┏━━

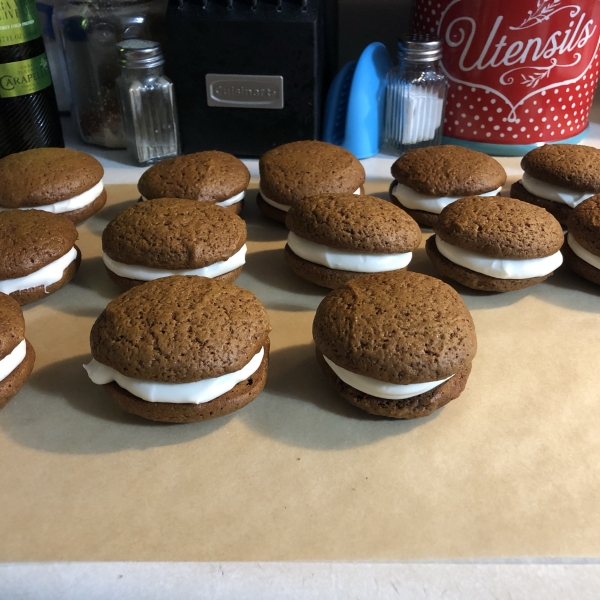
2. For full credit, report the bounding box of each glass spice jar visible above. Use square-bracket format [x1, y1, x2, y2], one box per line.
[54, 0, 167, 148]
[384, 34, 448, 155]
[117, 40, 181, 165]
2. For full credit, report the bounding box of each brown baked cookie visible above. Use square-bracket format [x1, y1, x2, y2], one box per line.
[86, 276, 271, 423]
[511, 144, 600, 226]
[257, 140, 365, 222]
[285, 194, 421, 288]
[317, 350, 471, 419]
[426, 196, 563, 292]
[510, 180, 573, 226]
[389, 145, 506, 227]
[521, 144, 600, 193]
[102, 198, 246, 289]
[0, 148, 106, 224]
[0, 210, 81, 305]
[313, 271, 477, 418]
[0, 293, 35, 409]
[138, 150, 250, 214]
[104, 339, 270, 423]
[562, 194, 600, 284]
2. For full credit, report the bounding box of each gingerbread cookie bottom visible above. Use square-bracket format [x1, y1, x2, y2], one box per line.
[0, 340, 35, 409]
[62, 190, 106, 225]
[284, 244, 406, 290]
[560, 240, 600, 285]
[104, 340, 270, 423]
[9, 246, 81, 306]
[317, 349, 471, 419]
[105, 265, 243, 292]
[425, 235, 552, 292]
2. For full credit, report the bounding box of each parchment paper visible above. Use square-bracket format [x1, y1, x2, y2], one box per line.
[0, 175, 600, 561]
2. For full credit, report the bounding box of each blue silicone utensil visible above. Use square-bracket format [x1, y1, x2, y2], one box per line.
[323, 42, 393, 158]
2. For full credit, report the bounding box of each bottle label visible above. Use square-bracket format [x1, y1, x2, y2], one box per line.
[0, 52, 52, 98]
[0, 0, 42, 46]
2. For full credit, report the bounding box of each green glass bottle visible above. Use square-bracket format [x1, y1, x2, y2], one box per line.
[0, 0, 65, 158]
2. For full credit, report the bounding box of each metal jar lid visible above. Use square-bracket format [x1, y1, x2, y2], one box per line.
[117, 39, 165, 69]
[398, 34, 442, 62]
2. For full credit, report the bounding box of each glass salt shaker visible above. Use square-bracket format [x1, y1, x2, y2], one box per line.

┗━━
┏━━

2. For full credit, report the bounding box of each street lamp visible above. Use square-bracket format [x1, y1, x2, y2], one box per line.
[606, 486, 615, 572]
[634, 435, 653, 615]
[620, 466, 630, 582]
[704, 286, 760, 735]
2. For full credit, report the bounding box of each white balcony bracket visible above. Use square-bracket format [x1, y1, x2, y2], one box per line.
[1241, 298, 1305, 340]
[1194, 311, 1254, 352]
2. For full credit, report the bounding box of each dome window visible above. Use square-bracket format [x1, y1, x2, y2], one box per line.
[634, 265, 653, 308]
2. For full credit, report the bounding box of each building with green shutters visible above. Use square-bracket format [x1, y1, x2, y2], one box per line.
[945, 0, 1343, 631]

┗━━
┏━━

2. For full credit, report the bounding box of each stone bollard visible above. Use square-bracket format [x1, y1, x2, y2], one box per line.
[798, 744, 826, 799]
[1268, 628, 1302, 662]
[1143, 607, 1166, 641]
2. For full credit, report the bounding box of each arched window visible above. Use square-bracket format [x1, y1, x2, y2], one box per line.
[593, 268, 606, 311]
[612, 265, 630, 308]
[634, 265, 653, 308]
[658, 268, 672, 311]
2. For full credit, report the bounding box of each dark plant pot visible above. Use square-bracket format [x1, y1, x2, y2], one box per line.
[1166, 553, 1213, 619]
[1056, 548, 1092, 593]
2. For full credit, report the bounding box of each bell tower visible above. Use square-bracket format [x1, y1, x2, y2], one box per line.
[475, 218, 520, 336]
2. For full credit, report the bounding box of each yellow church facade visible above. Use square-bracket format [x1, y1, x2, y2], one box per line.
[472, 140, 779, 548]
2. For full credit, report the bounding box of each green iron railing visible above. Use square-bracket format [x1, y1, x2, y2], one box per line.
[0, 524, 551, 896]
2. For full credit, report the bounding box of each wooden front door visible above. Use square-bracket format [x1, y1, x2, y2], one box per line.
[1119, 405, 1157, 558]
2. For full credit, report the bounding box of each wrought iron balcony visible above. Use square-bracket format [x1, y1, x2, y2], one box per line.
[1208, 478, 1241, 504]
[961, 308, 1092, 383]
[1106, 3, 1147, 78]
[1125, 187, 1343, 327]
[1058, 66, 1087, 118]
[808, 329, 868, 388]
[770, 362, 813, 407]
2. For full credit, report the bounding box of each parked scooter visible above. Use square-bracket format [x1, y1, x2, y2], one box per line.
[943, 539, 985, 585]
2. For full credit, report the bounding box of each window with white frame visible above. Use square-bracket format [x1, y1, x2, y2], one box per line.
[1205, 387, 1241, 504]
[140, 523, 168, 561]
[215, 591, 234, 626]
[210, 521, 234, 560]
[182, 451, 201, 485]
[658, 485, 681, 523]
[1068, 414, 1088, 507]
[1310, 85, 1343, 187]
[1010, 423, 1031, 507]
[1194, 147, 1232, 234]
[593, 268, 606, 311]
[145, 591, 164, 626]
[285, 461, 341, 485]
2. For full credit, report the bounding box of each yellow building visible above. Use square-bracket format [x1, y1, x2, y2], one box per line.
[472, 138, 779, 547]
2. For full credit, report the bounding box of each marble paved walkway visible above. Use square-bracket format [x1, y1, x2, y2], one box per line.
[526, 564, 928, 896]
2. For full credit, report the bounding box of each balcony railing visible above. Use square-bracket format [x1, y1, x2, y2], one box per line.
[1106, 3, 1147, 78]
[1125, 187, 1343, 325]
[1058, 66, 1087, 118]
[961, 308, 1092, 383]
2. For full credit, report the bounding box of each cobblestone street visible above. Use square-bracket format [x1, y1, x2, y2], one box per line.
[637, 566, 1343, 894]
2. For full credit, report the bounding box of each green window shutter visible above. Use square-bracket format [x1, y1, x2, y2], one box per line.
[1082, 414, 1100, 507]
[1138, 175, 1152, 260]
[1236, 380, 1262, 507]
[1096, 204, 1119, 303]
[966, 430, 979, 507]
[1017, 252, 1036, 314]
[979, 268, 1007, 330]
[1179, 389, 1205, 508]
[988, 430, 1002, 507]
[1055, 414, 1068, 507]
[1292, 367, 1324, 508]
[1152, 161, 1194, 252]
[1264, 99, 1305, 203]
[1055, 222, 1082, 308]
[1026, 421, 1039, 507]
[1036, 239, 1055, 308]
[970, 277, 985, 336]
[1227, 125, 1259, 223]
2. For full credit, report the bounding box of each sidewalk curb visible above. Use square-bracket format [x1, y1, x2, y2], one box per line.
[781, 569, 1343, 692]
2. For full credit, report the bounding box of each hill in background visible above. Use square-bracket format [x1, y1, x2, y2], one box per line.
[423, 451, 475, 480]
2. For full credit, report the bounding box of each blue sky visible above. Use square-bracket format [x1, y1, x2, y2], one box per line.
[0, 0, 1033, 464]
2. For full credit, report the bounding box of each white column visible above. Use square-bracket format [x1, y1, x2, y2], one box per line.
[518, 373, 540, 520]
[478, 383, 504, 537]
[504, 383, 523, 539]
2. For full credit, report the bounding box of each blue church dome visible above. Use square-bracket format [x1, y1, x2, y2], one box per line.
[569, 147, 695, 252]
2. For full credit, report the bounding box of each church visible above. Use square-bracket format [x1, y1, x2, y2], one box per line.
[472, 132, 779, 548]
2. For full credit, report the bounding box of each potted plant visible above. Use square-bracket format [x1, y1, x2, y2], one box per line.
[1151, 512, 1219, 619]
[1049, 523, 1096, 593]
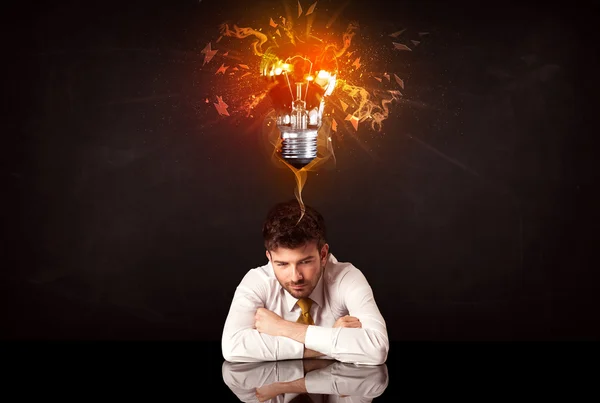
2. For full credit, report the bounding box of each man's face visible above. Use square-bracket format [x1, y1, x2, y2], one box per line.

┗━━

(REQUIRED WORK): Lay out the items above as a numbered list, from the line with "2. For full credit, report the bounding box of each church" up to and including the line with "2. For full credit, report the bounding box of each man's". Skip blank lines and leave the pictures out.

(CORRECT RESPONSE):
1. 2. For full credit, report the bounding box of each church visible above. Use square-bracket format [x1, y1, x2, y2], one box per line.
2. [472, 132, 779, 548]
3. 2. For full credit, report the bounding box of each potted plant visible above. Use square-bracket format [x1, y1, x2, y2], one box per line.
4. [1151, 512, 1219, 619]
5. [1049, 523, 1096, 593]
6. 2. For full credit, report the bounding box of each man's face visible above. Use square-bracket format [x1, y1, x2, y2], one box per line.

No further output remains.